• _Supplied records_
— Start —
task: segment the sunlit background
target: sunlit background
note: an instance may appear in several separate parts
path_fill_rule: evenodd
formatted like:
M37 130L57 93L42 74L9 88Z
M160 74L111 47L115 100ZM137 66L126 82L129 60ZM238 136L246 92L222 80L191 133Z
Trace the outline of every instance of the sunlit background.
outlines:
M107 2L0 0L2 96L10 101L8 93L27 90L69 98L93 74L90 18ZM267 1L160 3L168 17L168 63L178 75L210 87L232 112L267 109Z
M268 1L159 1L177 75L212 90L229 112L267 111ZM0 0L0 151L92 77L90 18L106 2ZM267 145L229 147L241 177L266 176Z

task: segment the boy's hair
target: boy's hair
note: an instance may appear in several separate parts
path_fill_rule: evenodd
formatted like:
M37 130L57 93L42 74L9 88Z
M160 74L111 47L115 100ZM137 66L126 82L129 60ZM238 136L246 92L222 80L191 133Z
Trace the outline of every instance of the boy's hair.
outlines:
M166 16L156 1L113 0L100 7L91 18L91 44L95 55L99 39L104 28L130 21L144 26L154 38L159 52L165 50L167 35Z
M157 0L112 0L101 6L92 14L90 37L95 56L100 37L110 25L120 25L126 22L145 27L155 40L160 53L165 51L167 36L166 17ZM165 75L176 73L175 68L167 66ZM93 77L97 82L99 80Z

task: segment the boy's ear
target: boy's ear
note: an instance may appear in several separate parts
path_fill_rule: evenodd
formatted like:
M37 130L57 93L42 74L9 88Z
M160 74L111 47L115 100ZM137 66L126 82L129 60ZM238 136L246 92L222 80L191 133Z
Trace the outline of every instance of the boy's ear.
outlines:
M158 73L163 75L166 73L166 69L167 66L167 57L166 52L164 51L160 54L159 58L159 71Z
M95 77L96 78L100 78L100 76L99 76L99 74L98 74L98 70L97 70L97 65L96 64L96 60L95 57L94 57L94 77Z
— End —
• _Goal of the exercise_
Copy every entry above line for line, keeping each character unchanged.

• _Task answer_
task: segment the sunlit background
target: sunlit background
note: an instance may appear in several separate parts
path_fill_rule: evenodd
formatted like:
M37 130L57 93L42 74L9 88Z
M160 74L111 47L115 100ZM137 66L126 82L129 60ZM238 136L246 92L222 80L191 133Z
Trace the outline of every instance of the sunlit background.
outlines:
M107 2L0 0L2 96L10 101L8 93L27 90L69 98L93 74L90 18ZM267 1L160 3L168 17L168 63L178 75L210 87L232 112L267 109Z
M268 1L159 1L177 75L212 90L229 112L267 111ZM0 0L0 151L92 77L90 18L106 2ZM267 145L229 147L241 177L266 176Z

task: segment the boy's hair
target: boy's hair
note: an instance may appear in several separate parts
path_fill_rule: evenodd
formatted like:
M37 130L57 93L42 74L9 88Z
M160 74L111 47L115 100ZM137 66L126 82L129 60ZM238 136L246 92L222 80L191 133Z
Trace the outline of every instance of the boy's hair.
outlines:
M166 16L156 1L113 0L100 7L91 18L91 44L95 55L99 39L104 28L130 21L144 26L154 38L159 52L165 50L167 35Z
M157 0L112 0L101 6L92 14L90 37L95 56L100 37L110 25L120 25L126 22L145 27L155 40L160 53L165 51L167 36L166 17ZM165 75L176 73L175 68L167 66ZM93 77L97 82L99 80Z

task: segment the boy's ear
target: boy's ear
note: an instance may appear in several separate parts
path_fill_rule: evenodd
formatted like:
M37 130L57 93L42 74L9 88Z
M160 74L111 47L115 100ZM137 66L126 82L129 60ZM238 136L246 92L222 80L191 133Z
Trace the outline of every instance of the boy's ear.
outlines:
M158 73L163 75L166 73L166 69L167 66L167 57L166 52L164 51L160 54L159 58L159 71Z
M95 77L96 78L100 78L100 76L99 76L99 74L98 74L98 70L97 70L97 65L96 64L96 60L95 57L94 57L94 77Z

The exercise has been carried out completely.